— SUPPLIED TEXT —
# Boice-Crane model 2309 14" vertical bandsaw



## Technical Ted (Jun 29, 2017)

I've got a 17" vertical bandsaw for wood, but I've been wanting one that would run slow enough for metal as well. I just brought home a Boice-Crane model 2309 floor mount 8-speed bandsaw. It has a 4 step pulley with a 2 speed gearbox. Blade FPM 92-4100. Blade size 3/16"-3/4". Runs nice and quite. Tires, bearings, etc. look in great shape. I never heard of this brand before but it appears to be a very good construction. Made in Ohio in 1955.

I paid $400 for it... Is that a fair price or is it on the high end?

Thanks for the input,
Ted


----------



## wawoodman (Jun 29, 2017)

Boice-Crane has been in woodworking equipment for almost 100 years.
http://vintagemachinery.org/mfgindex/detail.aspx?id=111

If it's worth it to you, it's worth it.


----------



## Dabbler (Jun 29, 2017)

You got a great saw with good capacity at a low end price - assuming the bearings and guides are all in good shape.  A new saw of similar capability would set you back at least 3-4 times what you paid.  10 times for a premium saw.


----------



## mikey (Jun 30, 2017)

Boice Crane made light industrial stuff - very good quality. I have a 6" BC jointer that I think well of.


----------



## dlane (Jun 30, 2017)

Pic's


----------



## Dabbler (Jun 30, 2017)

yeah - pictures, please!

Items from a dataset

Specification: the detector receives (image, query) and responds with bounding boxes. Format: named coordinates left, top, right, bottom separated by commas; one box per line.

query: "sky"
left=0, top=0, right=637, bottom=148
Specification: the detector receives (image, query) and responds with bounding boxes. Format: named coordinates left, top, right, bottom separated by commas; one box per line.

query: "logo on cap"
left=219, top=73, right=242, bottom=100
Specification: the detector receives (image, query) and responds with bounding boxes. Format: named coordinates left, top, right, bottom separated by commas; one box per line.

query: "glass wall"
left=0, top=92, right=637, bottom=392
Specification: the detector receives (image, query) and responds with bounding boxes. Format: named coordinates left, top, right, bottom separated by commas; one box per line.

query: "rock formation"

— TASKS FOR THIS EXERCISE —
**1)** In the bandsaw thread, change "premium" to "top-of-the-line" and give the passage from "## Dabbler (Jun 29, 2017)" to "mikey (Jun 30, 2017)" with that substitution.
**2)** Name every distinct user who posts in the bandsaw thread.
**3)** Continue the bandsaw thread from its last post.

— SET OF ANSWERS —
**1)**
## Dabbler (Jun 29, 2017)

You got a great saw with good capacity at a low end price - assuming the bearings and guides are all in good shape.  A new saw of similar capability would set you back at least 3-4 times what you paid.  10 times for a top-of-the-line saw.


----------



## mikey (Jun 30, 2017)

**2)** Technical Ted, wawoodman, Dabbler, mikey, dlane

**3)**
----------



## Technical Ted (Jul 1, 2017)

dlane said:


> Pic's



Here you go!


----------



## dlane (Jul 1, 2017)

Looks like a good one, interesting top blade guide bearing adjuster, 
Yesterday I put a chip brush under table on my Doall to keep most chips away from tire.


----------



## mzayd3 (Jul 1, 2017)

I'd say that you did well. They are well made, but I think the blade size isn't a standard one. That's no big deal though


Sent from my iPhone using Tapatalk


----------



## Technical Ted (Jul 1, 2017)

mzayd3 said:


> I'd say that you did well. They are well made, but I think the blade size isn't a standard one. That's no big deal though
> 
> 
> Sent from my iPhone using Tapatalk



Yes, it does appear to not be that common. It's 98" (8'-2").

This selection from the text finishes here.